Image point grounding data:

[Start of Attachment]

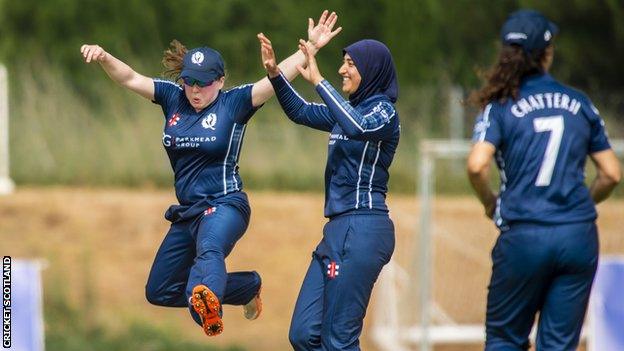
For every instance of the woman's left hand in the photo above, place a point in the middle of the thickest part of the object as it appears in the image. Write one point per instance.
(311, 73)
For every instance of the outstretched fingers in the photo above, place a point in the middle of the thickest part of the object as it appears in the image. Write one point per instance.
(323, 18)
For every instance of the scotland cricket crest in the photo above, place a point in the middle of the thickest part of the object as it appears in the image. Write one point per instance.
(332, 270)
(209, 121)
(174, 120)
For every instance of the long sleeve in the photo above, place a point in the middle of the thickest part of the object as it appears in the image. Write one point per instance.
(375, 123)
(300, 111)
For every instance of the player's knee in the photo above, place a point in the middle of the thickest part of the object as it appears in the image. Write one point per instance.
(300, 337)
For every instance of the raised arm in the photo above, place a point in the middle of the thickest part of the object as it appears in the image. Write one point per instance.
(478, 167)
(118, 71)
(318, 36)
(374, 124)
(608, 174)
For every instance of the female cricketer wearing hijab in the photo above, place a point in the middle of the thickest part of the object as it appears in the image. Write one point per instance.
(358, 239)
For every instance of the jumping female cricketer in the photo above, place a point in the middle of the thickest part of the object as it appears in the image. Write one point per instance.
(203, 133)
(358, 239)
(540, 132)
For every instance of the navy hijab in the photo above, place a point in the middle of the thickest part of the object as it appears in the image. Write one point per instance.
(374, 63)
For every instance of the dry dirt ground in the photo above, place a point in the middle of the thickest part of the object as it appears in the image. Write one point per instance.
(101, 243)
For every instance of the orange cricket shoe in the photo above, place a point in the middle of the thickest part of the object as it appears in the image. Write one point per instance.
(207, 305)
(253, 308)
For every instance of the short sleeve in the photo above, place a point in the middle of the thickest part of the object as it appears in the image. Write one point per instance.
(488, 127)
(166, 93)
(240, 103)
(599, 140)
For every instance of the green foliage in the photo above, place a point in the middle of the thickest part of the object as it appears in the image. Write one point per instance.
(430, 39)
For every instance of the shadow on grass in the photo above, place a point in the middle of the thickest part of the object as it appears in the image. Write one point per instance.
(69, 330)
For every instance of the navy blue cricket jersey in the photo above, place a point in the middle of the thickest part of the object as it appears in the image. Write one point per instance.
(542, 141)
(362, 143)
(204, 147)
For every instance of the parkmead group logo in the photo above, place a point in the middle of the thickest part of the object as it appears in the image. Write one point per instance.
(197, 58)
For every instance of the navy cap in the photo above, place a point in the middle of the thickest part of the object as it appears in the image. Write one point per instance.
(203, 64)
(529, 29)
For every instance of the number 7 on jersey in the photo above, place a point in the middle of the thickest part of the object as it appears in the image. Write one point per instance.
(555, 126)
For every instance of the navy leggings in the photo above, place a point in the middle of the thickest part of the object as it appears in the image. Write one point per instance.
(193, 252)
(549, 269)
(335, 293)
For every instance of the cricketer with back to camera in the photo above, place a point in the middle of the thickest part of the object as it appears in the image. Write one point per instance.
(540, 133)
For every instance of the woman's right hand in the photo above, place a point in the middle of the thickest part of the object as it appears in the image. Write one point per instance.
(93, 53)
(268, 56)
(322, 33)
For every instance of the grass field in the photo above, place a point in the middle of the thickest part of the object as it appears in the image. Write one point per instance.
(100, 243)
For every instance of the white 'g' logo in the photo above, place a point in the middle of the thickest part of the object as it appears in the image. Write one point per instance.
(166, 140)
(209, 121)
(197, 58)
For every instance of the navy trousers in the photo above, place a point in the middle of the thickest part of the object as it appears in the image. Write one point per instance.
(193, 252)
(545, 269)
(336, 290)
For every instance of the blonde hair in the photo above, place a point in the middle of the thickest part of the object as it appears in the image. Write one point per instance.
(173, 59)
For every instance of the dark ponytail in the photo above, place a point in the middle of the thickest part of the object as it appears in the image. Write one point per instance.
(173, 59)
(502, 81)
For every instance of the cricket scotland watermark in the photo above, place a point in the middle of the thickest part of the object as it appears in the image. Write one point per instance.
(6, 302)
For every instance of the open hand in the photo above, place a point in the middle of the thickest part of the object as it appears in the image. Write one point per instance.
(311, 73)
(322, 33)
(268, 56)
(93, 53)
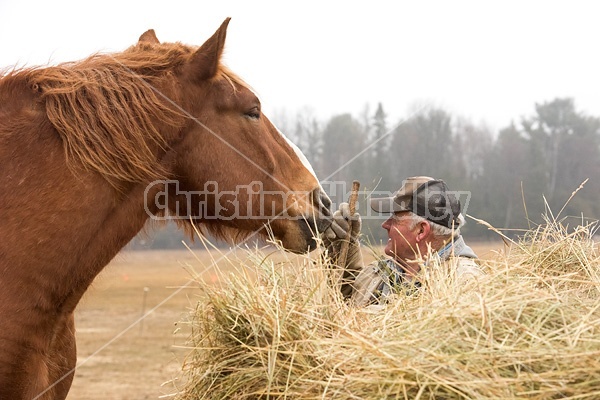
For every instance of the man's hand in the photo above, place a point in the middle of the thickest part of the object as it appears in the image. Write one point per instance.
(335, 235)
(338, 230)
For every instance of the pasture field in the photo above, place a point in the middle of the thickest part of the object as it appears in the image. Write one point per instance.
(121, 357)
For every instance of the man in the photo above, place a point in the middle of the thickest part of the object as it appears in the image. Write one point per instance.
(425, 219)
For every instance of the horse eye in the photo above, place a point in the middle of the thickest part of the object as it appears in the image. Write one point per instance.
(253, 113)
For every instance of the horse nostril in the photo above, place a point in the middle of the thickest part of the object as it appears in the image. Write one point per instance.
(322, 202)
(325, 202)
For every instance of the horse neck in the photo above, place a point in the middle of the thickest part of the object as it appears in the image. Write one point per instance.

[End of Attachment]

#### [THE TASK]
Repeat every record above exactly, except the pictures.

#### [EXERCISE RESPONSE]
For every instance of the woman's left hand in the photo above, place a point in the middle of the thickest part of the object as it appears in the image. Write one point per instance.
(311, 73)
For every instance of the outstretched fingers in the photo above, place a point in the middle of the thickest part of the object as it appears in the image. Write one point per instance.
(323, 18)
For every instance of the scotland cricket crest in the photo above, place a point in the middle of the thickest part of the object as it appears in the image. Write one point per instance.
(332, 270)
(209, 121)
(174, 120)
For every instance of the long sleeve in the photo above, place a point in the middle of the thickest part of the object as it appears in the image. Write one point per instance.
(375, 123)
(300, 111)
For every instance of the player's knee in the photo above, place a point in the middle of the thickest part of the object as it appears in the image. Write one point per instance.
(300, 337)
For every instance of the raised arm in the photo above, place a point in the middle of the thickest part of the object as it appears in the image. Write one point per instance.
(478, 167)
(118, 71)
(318, 36)
(374, 124)
(608, 174)
For every instance of the female cricketer wearing hijab in the photo above, place a point in the middle of the thickest part of the object as it appears in the image. Write one point per instance.
(358, 239)
For every instance of the jumping female cricketer in the photo above, place a point in the middle of the thickest part of the object as it appears in the image. Write one point per instance.
(203, 133)
(358, 239)
(540, 132)
For every instance of the navy hijab in the photo above, place a point in the middle of the thickest part of the object as it appears in the image. Write one point per instance.
(374, 63)
For every instance of the dry dirt ground in the photo above, place a point in the middle of the thickest part of the object as it appears in the image. Write one point per instance.
(101, 243)
For every instance of the orange cricket shoe in the photo above, place a point in the middle of the thickest part of the object as it appears in the image. Write one point per instance.
(207, 305)
(253, 308)
For every instance of the short sleeve in the photo above, place a point in the middle of the thickest part of the object as it appears in the image. Write one point per instance.
(488, 127)
(166, 93)
(240, 103)
(599, 140)
For every instance of the green foliage in the photo above, place a point in the middle of the thickest part of the object as it appears in the image. Write one point per instance.
(430, 39)
For every instance of the shadow on grass in the photo above, place a point in the middle of the thickest part of the object as it appears in the image. Write one point per instance.
(69, 330)
For every instance of the navy blue cricket jersey in the photo above, place a point in the middle of the thickest part of the object as it appears in the image. Write one point per instance.
(542, 141)
(362, 143)
(204, 147)
For every instance of the parkmead group logo in the photo above, place a point in the middle of the thickest part of the object as it appears in the image. Write one point per instance.
(197, 58)
For every instance of the navy cap in the photo above, place a point in the middle of the thickest part of the object as it appears in the image. Write one point per instance.
(203, 64)
(529, 29)
For every instance of the number 7 on jersey in the photo above, place a point in the middle of the thickest part of the object as it appears in the image. Write one point per instance.
(555, 126)
For every instance of the navy leggings in the photo above, place a point in the middle of the thickest part of the object as it appears in the image. Write one point per instance.
(193, 252)
(549, 269)
(335, 293)
For every instance of the cricketer with back to camera in the photo above, place a point in the middle of the thickest part of the object as it appears in the image. Write one point per instance.
(540, 133)
For every instance of the woman's right hand in the photo above, place a point in the middle of the thickest part of the object as it appears in the image. Write one point per instance.
(93, 53)
(268, 56)
(322, 33)
For every instance of the grass field in the photo above, place a point in the middle of the thickest part of the object as it appears in the image. Write one point per instance.
(100, 243)
For every instance of the white 'g' logo in the photo above, place a point in the middle of the thickest part of the object as it appears in the image. Write one point per instance.
(166, 140)
(209, 121)
(197, 58)
For every instance of the navy trousers in the photo above, place a point in the middle of the thickest part of the object as it appears in the image. Write one point per instance.
(193, 252)
(545, 269)
(336, 290)
For every instance of the blonde hair in the photo above, place a point in the middle of the thickest part of the object as it appears in the image. Write one point per instance.
(173, 59)
For every instance of the dark ponytail in the photo above, place a point in the middle of the thickest part of the object as it appears in the image. Write one point per instance.
(173, 59)
(502, 81)
For every instance of the cricket scotland watermark in the photo above, place a point in the middle of the thickest part of the object as it appears in the image. Write one point per instance.
(6, 302)
For every instance of the open hand in the photo above, place a point in the middle of the thickest part of the object as it appears in the image. Write one point per instance.
(311, 73)
(322, 33)
(268, 56)
(93, 53)
For every instance of the man's hand in the photo above, place a point in the middle of the thickest part of the object as it appears in the image. Write one point per instance.
(335, 235)
(338, 230)
For every instance of the pasture field in the photo above, place a point in the middle of the thickest part of the object as it appears in the image. Write one point per instance.
(121, 357)
For every instance of the man in the photo above, place a point in the middle of the thickest part of the object as it appears in the image. Write one point per instance.
(425, 219)
For every instance of the horse eye in the photo above, place a point in the middle of the thickest part of the object as it appears in the image. Write one point per instance.
(253, 113)
For every instance of the horse nostril in the photo above, place a point in the middle of the thickest part of the object as it appears in the image. Write one point per instance.
(322, 202)
(325, 202)
For every instance of the horse neck in the photo above, place a point in the middle of the thickest part of the object as it appears in the image. Write one point per instance.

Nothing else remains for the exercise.